RECORDS FOR THE TASK section start

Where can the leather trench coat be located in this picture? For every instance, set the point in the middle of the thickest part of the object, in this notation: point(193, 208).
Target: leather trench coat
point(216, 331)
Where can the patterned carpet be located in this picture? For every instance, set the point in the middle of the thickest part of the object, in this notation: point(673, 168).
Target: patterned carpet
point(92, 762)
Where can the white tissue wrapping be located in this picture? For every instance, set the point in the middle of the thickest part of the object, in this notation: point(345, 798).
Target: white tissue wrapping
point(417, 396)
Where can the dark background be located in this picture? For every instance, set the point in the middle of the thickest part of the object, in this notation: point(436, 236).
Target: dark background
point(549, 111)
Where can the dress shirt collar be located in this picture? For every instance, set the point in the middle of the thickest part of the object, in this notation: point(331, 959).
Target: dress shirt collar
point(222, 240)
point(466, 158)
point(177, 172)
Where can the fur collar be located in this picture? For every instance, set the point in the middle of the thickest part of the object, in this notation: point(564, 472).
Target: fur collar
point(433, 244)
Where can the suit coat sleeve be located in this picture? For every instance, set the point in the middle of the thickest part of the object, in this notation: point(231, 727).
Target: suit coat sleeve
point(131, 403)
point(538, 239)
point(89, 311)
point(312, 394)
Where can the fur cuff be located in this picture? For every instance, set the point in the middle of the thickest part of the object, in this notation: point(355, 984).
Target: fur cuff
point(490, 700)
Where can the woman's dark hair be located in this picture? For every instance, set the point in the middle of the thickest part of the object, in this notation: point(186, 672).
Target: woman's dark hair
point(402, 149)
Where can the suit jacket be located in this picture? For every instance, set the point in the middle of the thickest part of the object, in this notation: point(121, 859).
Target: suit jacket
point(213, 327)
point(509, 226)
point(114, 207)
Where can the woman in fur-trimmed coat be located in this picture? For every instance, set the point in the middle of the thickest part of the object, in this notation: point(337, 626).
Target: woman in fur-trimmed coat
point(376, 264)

RECORDS FOR THE TASK section end

PROBLEM STATEMENT —
Can you restate every record above word for word?

SOLUTION TO THIS EXERCISE —
Where can the leather trench coat be located in this picture? For every instance, set the point in the middle of the thickest part of the object, in this notation: point(193, 208).
Target: leather trench coat
point(216, 331)
Where can the patterned carpet be located in this picture? For every instance, set the point in the middle of the thickest part of the object, in this notation: point(673, 168).
Target: patterned carpet
point(92, 762)
Where can the white tissue wrapping be located in this picture? For every instance, set the point in the middle of the thickest part of the object, in this notation: point(345, 798).
Target: white tissue wrapping
point(417, 396)
Where can the dark background be located in this picture? For every instance, set the point in the middle of the thickest part of the object, in this notation: point(436, 236).
Target: dark background
point(549, 111)
Where can the dress shirt collar be located in this picture? For every instance, set the point in the middle of the thickest part of the object, in this notation: point(331, 959).
Target: dress shirt collar
point(222, 240)
point(466, 158)
point(177, 172)
Where can the fur collar be located in this picture? For every instance, set the point in the middle of the thickest part of the object, in this notation: point(564, 472).
Target: fur collar
point(433, 244)
Where can the suit coat sleeve be located in this picture? For every instance, set the point in the middle of the thickest part of the object, in this notation: point(231, 727).
Target: suit coat sleeve
point(131, 403)
point(538, 239)
point(89, 311)
point(312, 394)
Where can the fur cuff be located in this picture? For every instance, set the point in the middle of the thickest part of the object, in this notation: point(355, 984).
Target: fur cuff
point(490, 700)
Where can the woman's dark hair be located in this picture? For every instance, set the point in the middle of the thickest part of the object, in this notation: point(186, 672).
Target: woman's dark hair
point(402, 149)
Where can the suit jacket be located in this picture? For every instance, set the point in the middle of the thickest part of the object, in this notation: point(121, 859).
Target: suit jacket
point(213, 327)
point(509, 226)
point(114, 207)
Where can the woman in fur-trimmed coat be located in this picture? For every instance, set the point in the middle of the thickest part of the object, in this notation: point(337, 626).
Target: woman in fur-trimmed coat
point(376, 264)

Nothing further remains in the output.